#### EXERCISE INSTRUCTIONS
Retype the records below exactly as they appear, but leave out any pictures.

Data entries
──────

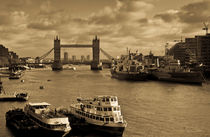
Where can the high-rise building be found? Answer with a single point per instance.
(73, 58)
(88, 58)
(82, 58)
(195, 49)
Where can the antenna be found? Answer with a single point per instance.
(205, 27)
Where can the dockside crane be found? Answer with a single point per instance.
(205, 27)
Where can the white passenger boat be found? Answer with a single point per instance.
(47, 119)
(101, 113)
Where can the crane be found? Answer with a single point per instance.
(205, 27)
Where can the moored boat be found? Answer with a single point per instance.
(12, 97)
(99, 114)
(47, 119)
(129, 68)
(173, 72)
(16, 75)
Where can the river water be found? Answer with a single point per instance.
(151, 108)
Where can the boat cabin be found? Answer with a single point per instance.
(37, 108)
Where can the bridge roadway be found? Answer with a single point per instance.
(76, 46)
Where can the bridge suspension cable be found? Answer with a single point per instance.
(46, 54)
(106, 54)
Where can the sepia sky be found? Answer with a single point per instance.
(28, 27)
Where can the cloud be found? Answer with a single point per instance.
(5, 19)
(168, 16)
(195, 12)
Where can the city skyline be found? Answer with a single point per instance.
(28, 27)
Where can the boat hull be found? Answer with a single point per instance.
(180, 77)
(79, 124)
(12, 98)
(22, 125)
(133, 76)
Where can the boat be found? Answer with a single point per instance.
(12, 97)
(69, 67)
(173, 72)
(47, 119)
(128, 68)
(98, 114)
(16, 74)
(19, 123)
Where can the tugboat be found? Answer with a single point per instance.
(99, 114)
(47, 119)
(128, 68)
(12, 97)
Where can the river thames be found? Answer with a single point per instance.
(151, 108)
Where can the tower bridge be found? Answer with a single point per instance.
(95, 65)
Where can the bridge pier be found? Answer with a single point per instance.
(96, 64)
(57, 65)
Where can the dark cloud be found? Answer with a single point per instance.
(167, 17)
(5, 19)
(143, 21)
(194, 12)
(190, 14)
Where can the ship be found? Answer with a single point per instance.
(47, 119)
(128, 68)
(12, 97)
(173, 72)
(96, 115)
(16, 74)
(20, 124)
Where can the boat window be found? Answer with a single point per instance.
(101, 118)
(118, 108)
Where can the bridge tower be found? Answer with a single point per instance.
(95, 65)
(57, 57)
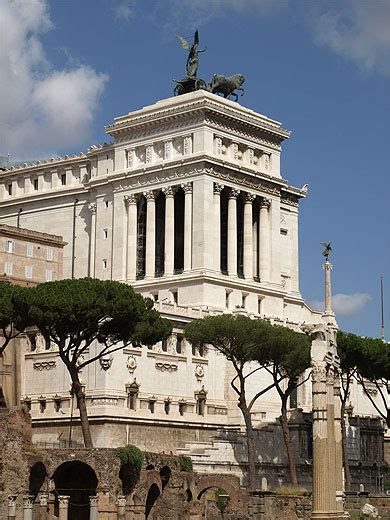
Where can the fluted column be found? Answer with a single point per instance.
(264, 240)
(232, 232)
(248, 236)
(131, 255)
(169, 231)
(28, 501)
(150, 256)
(217, 226)
(187, 226)
(92, 239)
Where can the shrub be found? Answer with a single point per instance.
(130, 454)
(185, 463)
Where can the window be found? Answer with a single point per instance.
(50, 254)
(10, 246)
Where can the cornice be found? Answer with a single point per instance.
(156, 114)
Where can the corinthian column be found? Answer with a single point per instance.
(217, 226)
(169, 231)
(92, 239)
(150, 257)
(232, 232)
(248, 236)
(264, 240)
(187, 226)
(131, 256)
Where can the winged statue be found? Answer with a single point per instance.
(327, 249)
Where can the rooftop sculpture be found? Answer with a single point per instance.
(219, 84)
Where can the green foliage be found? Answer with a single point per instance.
(13, 315)
(75, 313)
(185, 463)
(130, 454)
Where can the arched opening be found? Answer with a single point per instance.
(165, 474)
(37, 478)
(129, 477)
(153, 495)
(77, 480)
(215, 500)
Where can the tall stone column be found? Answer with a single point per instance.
(169, 231)
(11, 507)
(28, 501)
(43, 506)
(93, 508)
(63, 507)
(217, 226)
(92, 239)
(187, 226)
(264, 240)
(232, 232)
(150, 257)
(248, 236)
(131, 256)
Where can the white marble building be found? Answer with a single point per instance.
(188, 205)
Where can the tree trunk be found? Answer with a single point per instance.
(251, 445)
(347, 474)
(80, 397)
(289, 448)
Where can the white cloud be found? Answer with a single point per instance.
(42, 110)
(355, 29)
(344, 304)
(124, 10)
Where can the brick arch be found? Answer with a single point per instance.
(230, 484)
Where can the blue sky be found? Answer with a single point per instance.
(322, 68)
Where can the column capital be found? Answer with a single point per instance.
(63, 501)
(249, 198)
(28, 501)
(149, 195)
(187, 187)
(168, 191)
(265, 203)
(233, 193)
(218, 188)
(130, 199)
(92, 207)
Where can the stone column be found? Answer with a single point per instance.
(43, 504)
(217, 226)
(63, 507)
(169, 231)
(11, 507)
(150, 257)
(131, 256)
(121, 507)
(248, 236)
(232, 232)
(264, 240)
(93, 508)
(187, 226)
(328, 288)
(92, 240)
(28, 501)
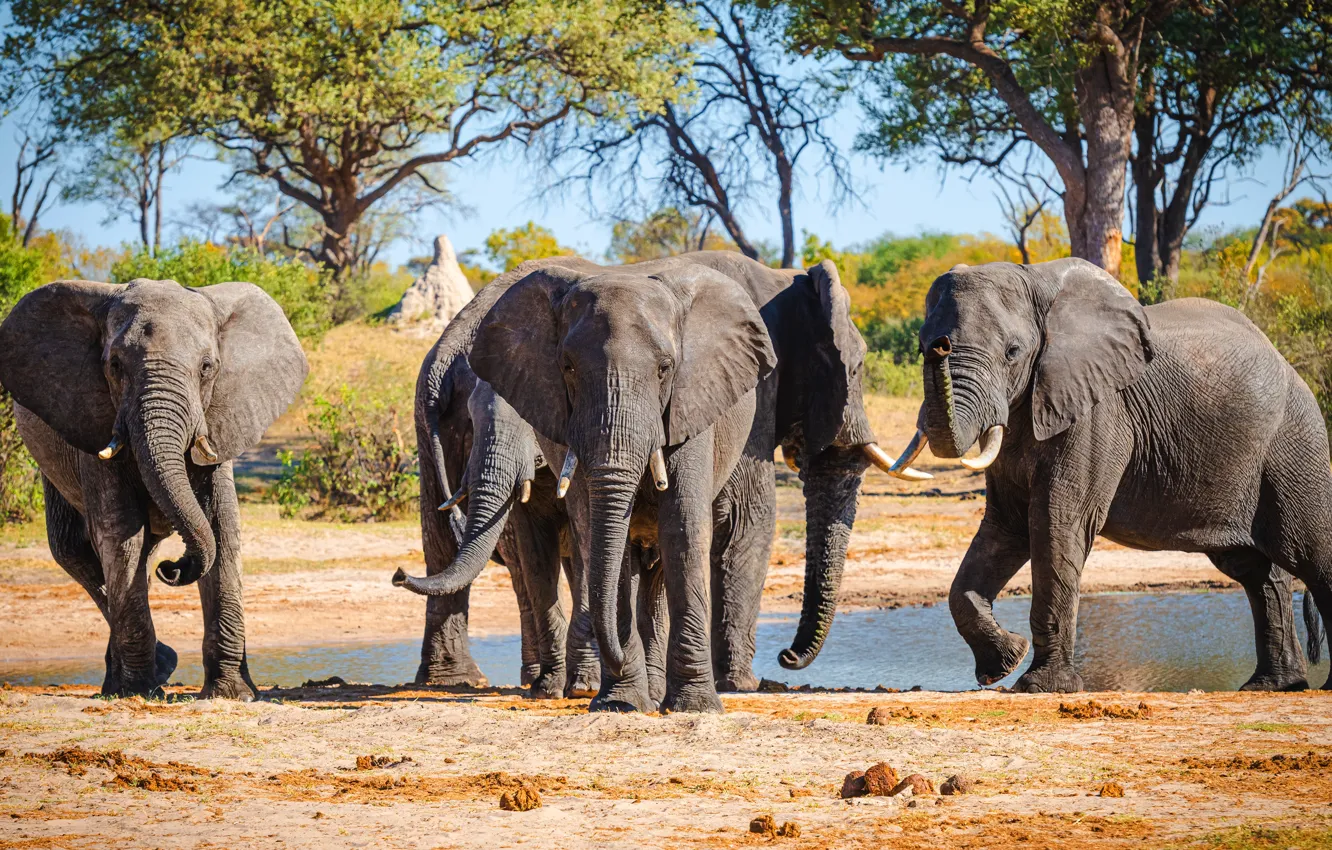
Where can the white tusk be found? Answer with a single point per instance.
(990, 444)
(457, 497)
(789, 456)
(566, 474)
(885, 461)
(901, 468)
(658, 465)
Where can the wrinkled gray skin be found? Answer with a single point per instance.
(616, 364)
(466, 432)
(1170, 428)
(153, 367)
(811, 405)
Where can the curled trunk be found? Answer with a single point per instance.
(161, 436)
(831, 492)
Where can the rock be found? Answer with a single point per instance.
(853, 785)
(763, 825)
(437, 296)
(918, 784)
(522, 798)
(879, 780)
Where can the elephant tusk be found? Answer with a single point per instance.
(566, 474)
(885, 461)
(457, 497)
(204, 449)
(658, 466)
(789, 456)
(990, 444)
(902, 466)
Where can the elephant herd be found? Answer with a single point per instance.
(618, 425)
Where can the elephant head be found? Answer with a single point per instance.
(500, 472)
(185, 379)
(825, 434)
(616, 365)
(1060, 335)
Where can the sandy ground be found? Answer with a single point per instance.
(319, 582)
(76, 772)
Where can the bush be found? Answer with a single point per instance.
(300, 291)
(885, 377)
(358, 466)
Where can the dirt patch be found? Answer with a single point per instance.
(1092, 709)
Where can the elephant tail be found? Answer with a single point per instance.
(1314, 625)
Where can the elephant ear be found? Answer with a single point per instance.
(841, 355)
(51, 360)
(516, 351)
(1098, 341)
(261, 369)
(725, 352)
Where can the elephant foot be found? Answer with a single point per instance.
(1050, 678)
(699, 700)
(229, 686)
(165, 662)
(548, 685)
(997, 661)
(737, 682)
(1276, 681)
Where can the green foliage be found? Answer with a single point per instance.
(20, 482)
(510, 248)
(299, 289)
(357, 468)
(886, 377)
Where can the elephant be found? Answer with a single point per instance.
(1175, 426)
(473, 445)
(135, 400)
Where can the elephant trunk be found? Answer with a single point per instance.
(163, 432)
(831, 493)
(494, 481)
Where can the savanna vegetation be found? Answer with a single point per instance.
(1104, 128)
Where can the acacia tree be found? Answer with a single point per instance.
(1218, 84)
(340, 103)
(747, 125)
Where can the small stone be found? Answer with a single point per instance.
(879, 780)
(853, 785)
(522, 798)
(763, 825)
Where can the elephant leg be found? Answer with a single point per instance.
(741, 548)
(991, 561)
(582, 657)
(537, 545)
(445, 656)
(685, 530)
(1280, 664)
(225, 665)
(653, 624)
(630, 692)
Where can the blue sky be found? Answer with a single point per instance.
(501, 191)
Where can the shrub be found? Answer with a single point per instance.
(885, 377)
(301, 291)
(357, 468)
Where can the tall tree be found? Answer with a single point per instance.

──────

#### RESPONSE TO THE TASK
Where can the high-rise building be found? Answer with a single point per instance.
(73, 58)
(88, 58)
(82, 58)
(195, 49)
Where can the antenna be found? Answer with a single point per instance.
(205, 27)
Where can the dockside crane be found? Answer with a single point per instance.
(205, 27)
Where can the white passenger boat be found? Answer with a single point per instance.
(47, 119)
(101, 113)
Where can the crane be found? Answer with a single point per instance.
(205, 27)
Where can the moored boat be found? Answer with a single point per instance.
(12, 97)
(99, 114)
(47, 119)
(129, 68)
(173, 72)
(16, 75)
Where can the river water be found? Answer with a single point per instance.
(151, 108)
Where can the boat cabin be found? Answer with a single point per instance.
(37, 108)
Where can the bridge roadway be found? Answer with a single point per instance.
(76, 46)
Where can the bridge suspension cable be found? Answer with a single point per instance.
(46, 54)
(106, 54)
Where can the sepia sky be found? Answer with a single point per instance.
(28, 27)
Where can the cloud be found? Answer with a single point per instance.
(5, 19)
(168, 16)
(195, 12)
Where can the city skyline be found? Answer with a single point per instance.
(28, 27)
Where can the boat hull be found? Answer with a single point per instance.
(180, 77)
(79, 124)
(12, 98)
(22, 125)
(133, 76)
Where can the boat be found? Answer with a single point per instance.
(12, 97)
(69, 67)
(173, 72)
(47, 119)
(128, 68)
(98, 114)
(16, 74)
(19, 123)
Where can the tugboat be found? Answer with a single point per instance.
(99, 114)
(47, 119)
(128, 68)
(12, 97)
Where can the river thames be found? Answer with a single point per instance.
(151, 108)
Where can the tower bridge be found? Answer with a single point per instance.
(95, 65)
Where can the bridge pier be found? Answer with a single point per instance.
(96, 64)
(57, 65)
Where can the dark cloud be found? Answer with a single point per instance.
(167, 17)
(5, 19)
(143, 21)
(194, 12)
(190, 14)
Where can the ship be found? Answer with a single point per instance.
(47, 119)
(128, 68)
(12, 97)
(173, 72)
(96, 115)
(16, 74)
(20, 124)
Where can the boat window be found? Answer with a single point per instance.
(101, 118)
(118, 108)
Where can the bridge tower be found? Answer with a single point per instance.
(95, 65)
(57, 57)
Where can the fluted column be found? Answer with a single point per instance.
(264, 240)
(232, 232)
(248, 236)
(131, 255)
(169, 231)
(28, 501)
(150, 256)
(217, 226)
(187, 226)
(92, 239)
Where can the shrub be found? Answer with a single point per instance.
(130, 454)
(185, 463)
Where can the window be found? Answer with a single point per instance.
(50, 254)
(10, 246)
Where can the cornice be found? Answer with a single point per instance.
(156, 114)
Where can the corinthian column be found? Answer with a single point per instance.
(217, 226)
(169, 231)
(92, 239)
(150, 257)
(232, 232)
(248, 236)
(264, 240)
(187, 226)
(131, 256)
Where can the winged statue be found? Answer with a single point per instance.
(327, 249)
Where can the rooftop sculpture be found? Answer with a single point per instance.
(219, 84)
Where can the green foliage be found? Answer with a single point per instance.
(13, 315)
(75, 313)
(185, 463)
(130, 454)
Where can the arched opening be found? Answer with a single point per instance.
(165, 474)
(37, 478)
(129, 477)
(153, 495)
(77, 480)
(215, 500)
Where can the tall stone column be found? Answer with a single point per instance.
(169, 231)
(11, 507)
(28, 501)
(43, 506)
(93, 508)
(63, 507)
(217, 226)
(92, 239)
(187, 226)
(264, 240)
(232, 232)
(150, 257)
(248, 236)
(131, 256)
Where can the white marble building be found? Answer with a single point per instance.
(188, 205)
Where can the tree trunk be found? Answer with a single point per instance.
(251, 445)
(347, 474)
(80, 397)
(289, 448)
Where can the white cloud be found? Answer with a single point per instance.
(42, 110)
(355, 29)
(344, 304)
(124, 10)
Where can the brick arch be found? Answer with a single point per instance.
(230, 484)
Where can the blue sky be found? Answer with a single point per instance.
(322, 68)
Where can the column capital be found? Answer with a single point per instance.
(63, 501)
(249, 198)
(28, 501)
(149, 195)
(187, 187)
(168, 191)
(265, 203)
(233, 193)
(218, 188)
(130, 199)
(92, 207)
Where can the stone column be found? Answer with a single point per instance.
(43, 504)
(217, 226)
(63, 507)
(169, 231)
(11, 507)
(150, 257)
(131, 256)
(121, 507)
(248, 236)
(232, 232)
(264, 240)
(93, 508)
(187, 226)
(328, 288)
(92, 240)
(28, 501)
Where can the white tusk be found? Answer with a single point per instance.
(990, 444)
(457, 497)
(789, 456)
(566, 474)
(885, 461)
(901, 468)
(658, 465)
Where can the wrinkled gray skin be found? Answer with a single point per instance.
(616, 364)
(466, 432)
(1170, 428)
(153, 367)
(811, 405)
Where can the curled trunk be found? Answer with a single point per instance.
(161, 436)
(831, 492)
Where can the rock be found? Answer with a single point per instance.
(853, 785)
(763, 825)
(437, 296)
(918, 784)
(522, 798)
(879, 780)
Where can the elephant tusk be found? Answer with a single point per instance.
(566, 474)
(885, 461)
(457, 497)
(204, 449)
(658, 466)
(789, 456)
(990, 444)
(902, 466)
Where can the elephant herd be found? Answer with a single point per instance.
(618, 425)
Where can the elephant head be found? Answer with a single point per instance.
(500, 472)
(185, 379)
(825, 434)
(616, 365)
(1060, 335)
Where can the sandy ground be found? Answer with a single point per instance.
(319, 582)
(76, 772)
Where can the bush be found? Answer with a single point per instance.
(300, 291)
(885, 377)
(358, 466)
Where can the dirt patch be found? Answer with a single point per instance.
(1092, 709)
Where can the elephant tail be found? Answer with a single point per instance.
(1314, 625)
Where can the elephant ear be found? Answer with a single point per instance.
(841, 355)
(51, 360)
(516, 351)
(1098, 341)
(261, 369)
(725, 352)
Where can the elephant foot be found? Answer with a single point per instance.
(1050, 678)
(699, 700)
(229, 686)
(165, 662)
(548, 685)
(997, 661)
(737, 682)
(1276, 681)
Where can the green foliage be found? Answer with a single point per instance.
(20, 482)
(510, 248)
(299, 289)
(357, 468)
(886, 377)
Where can the elephant be found? Answer with a single point per instance.
(1175, 426)
(473, 445)
(135, 400)
Where can the elephant trunk be found? Answer with a single point per instance.
(163, 432)
(831, 493)
(494, 481)
Where can the savanna vegetation be found? Answer with a single point per instance.
(1104, 128)
Where can the acacia tree be found? Answer with a single point per instance.
(1218, 84)
(340, 103)
(747, 125)
Where can the small stone be found? Answer with a single point per instance.
(879, 780)
(853, 785)
(522, 798)
(763, 825)
Where can the elephant leg be found? Answer with a single point per instance.
(741, 548)
(991, 561)
(582, 657)
(537, 545)
(445, 656)
(685, 530)
(1280, 664)
(225, 665)
(653, 624)
(630, 692)
Where can the blue sky be found? Answer with a single point per instance.
(501, 191)
Where can the shrub be found? Answer with a single point per instance.
(885, 377)
(301, 291)
(357, 468)
Where can the tall tree be found? Answer with a single point per instance.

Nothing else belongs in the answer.